**TO BE DONE**
A - Answer these from the text on Lithuanian resistance in World War II:
(i) Who was the Dutch consul in Kaunas who granted visas to Jewish refugees from Poland in 1940?
(ii) What did the Nazis do to the Lithuanian Territorial Defense Force a few months after it was formed in 1944?
(iii) In which two villages did the massacres of Polish and Lithuanian civilians take place in June 1944?
B - Carry on the text on Lithuanian resistance in World War II from its last sentence.

**PAGE EXCERPT**
During World War II, Lithuania was occupied by the Soviet Union (1940–1941), Nazi Germany (1941–1944), and the Soviet Union again in 1944. Resistance during this period took many forms. Significant parts of the resistance were formed by Polish and Soviet forces, some of which fought with Lithuanian collaborators. This article presents a summary of the organizations, persons and actions involved. Lithuania was de facto independent from June 24, 1941, until June 30, 1941, when Nazi Germany took full control of the area.

First Soviet occupation

In 1940, President Antanas Smetona fled to Germany, not wanting his government to become a puppet of the Soviet occupation. Soviet attempts to capture him were unsuccessful, and he was able to settle in the United States.

In 1940, Jan Zwartendijk, the Dutch consul in Kaunas, and Chiune Sugihara, the Japanese consul in Kaunas, and his wife Yukiko disobeyed orders and saved thousands of Jewish refugees from Poland by granting them visas.

In 1941, the Lithuanian Activist Front () formed an underground government, and following the June uprising, the Provisional Government of Lithuania maintained sovereignty for a brief period.

Nazi German occupation

Soviet partisans began sabotage and guerrilla operations against German forces immediately after the Nazi invasion of 1941. The activities of Soviet partisans in Lithuania were partly coordinated by the Command of the Lithuanian Partisan Movement headed by Antanas Sniečkus and partly by the Central Command of the Partisan Movement of the USSR.

In 1943, the Nazis attempted to raise a Waffen-SS division from the local population as they had in many other countries, but due to widespread coordination between resistance groups, the mobilization was boycotted. The Lithuanian Territorial Defense Force (Lietuvos vietinė rinktinė) was eventually formed in 1944 under Lithuanian command, but was liquidated by the Nazis only a few months later for refusing to subordinate to their command.

There was no significant violent resistance directed against the Nazis. Some Lithuanians, encouraged by Germany's vague promises of autonomy, cooperated with the Nazis. Pre-war tensions over the Vilnius Region resulted in a low-level civil war between Poles and Lithuanians. Nazi-sponsored Lithuanian units, primarily the Lithuanian Secret Police, were active in the region and assisted the Germans in repressing the Polish population. In the autumn of 1943, the Home Army began retaliatory operations against the Lithuanian units and killed hundreds of mostly Lithuanian Auxiliary policemen and other collaborators during the first half of 1944. The conflict culminated in the massacres of Polish and Lithuanian civilians in June 1944 in the Glitiškės (Glinciszki) and Dubingiai (Dubinki) villages. See also Polish-Lithuanian relations during World War II.

Also in 1943, several underground political groups united under the Supreme Committee for the Liberation of Lithuania (Vyriausias Lietuvos išlaisvinimo komitetas, or VLIK). The committee issued a declaration of independence that went largely unnoticed. It became active mostly outside Lithuania among emigrants and deportees, and was able to establish contacts in Western countries and get support for resistance operations inside Lithuania (see Operation Jungle). It would persist abroad for many years as one of the groups representing Lithuania in exile.

**RECORDS**
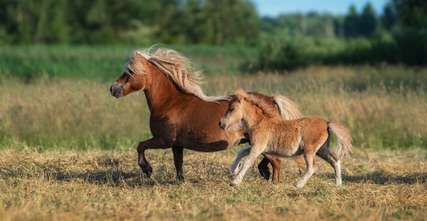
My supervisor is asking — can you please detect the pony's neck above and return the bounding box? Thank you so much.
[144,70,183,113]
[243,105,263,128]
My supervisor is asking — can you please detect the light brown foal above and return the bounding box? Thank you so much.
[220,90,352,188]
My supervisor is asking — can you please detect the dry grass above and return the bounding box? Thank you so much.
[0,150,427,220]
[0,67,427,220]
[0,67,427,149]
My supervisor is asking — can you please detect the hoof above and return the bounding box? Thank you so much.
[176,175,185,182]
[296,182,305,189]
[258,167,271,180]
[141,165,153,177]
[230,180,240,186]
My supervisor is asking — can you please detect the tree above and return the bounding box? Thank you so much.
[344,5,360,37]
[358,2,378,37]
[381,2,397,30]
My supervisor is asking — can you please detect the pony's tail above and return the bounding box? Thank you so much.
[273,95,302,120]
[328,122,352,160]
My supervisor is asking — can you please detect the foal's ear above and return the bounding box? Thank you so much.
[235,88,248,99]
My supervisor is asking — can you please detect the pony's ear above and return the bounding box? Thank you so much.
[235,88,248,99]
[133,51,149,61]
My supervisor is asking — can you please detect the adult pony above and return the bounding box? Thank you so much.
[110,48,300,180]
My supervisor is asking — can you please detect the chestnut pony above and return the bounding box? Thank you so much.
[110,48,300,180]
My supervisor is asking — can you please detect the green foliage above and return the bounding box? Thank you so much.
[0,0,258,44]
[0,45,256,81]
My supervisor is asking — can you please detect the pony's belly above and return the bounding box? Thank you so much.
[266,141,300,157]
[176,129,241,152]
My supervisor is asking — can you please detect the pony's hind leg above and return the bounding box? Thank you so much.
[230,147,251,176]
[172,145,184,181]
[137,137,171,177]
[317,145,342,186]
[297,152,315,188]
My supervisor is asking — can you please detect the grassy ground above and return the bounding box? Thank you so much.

**EXPECTED RESPONSES**
A -
(i) Jan Zwartendijk.
(ii) They liquidated it for refusing to subordinate to their command.
(iii) Glitiškės (Glinciszki) and Dubingiai (Dubinki).

B -
Lithuanian Freedom Army during Nazi Germany's occupation opposed German policies, but did not begin armed resistance. The armed struggle began in mid-1944 when Red Army reached the Lithuanian borders after the Minsk Offensive. The LLA became the first wave of the Lithuanian partisans, armed anti-Soviet guerrilla fighters. It attempted to become the central command of the armed struggle. However, the organization headquarters was liquidated by the Soviet security forces (NKVD and KGB) by April 1946. Many Lithuanian Freedom Army fighters joined Lithuanian partisans.

Jewish partisans also fought against the Nazi occupation. In September 1943, the United Partisan Organization, led by Abba Kovner, attempted to start an uprising in the Vilna Ghetto, and later engaged in sabotage and guerrilla operations against the Nazi occupation.

In July 1944, as part of its Operation Tempest, the Polish Home Army launched Operation Ostra Brama, an attempt to recapture that city. See also Polish–Lithuanian relations during World War II.

As of January 2008, 723 Lithuanians were recognized by Israel as Righteous among the Nations for their efforts in saving Lithuania's Jews from the Holocaust. The total number of people who helped the Jews may be much higher.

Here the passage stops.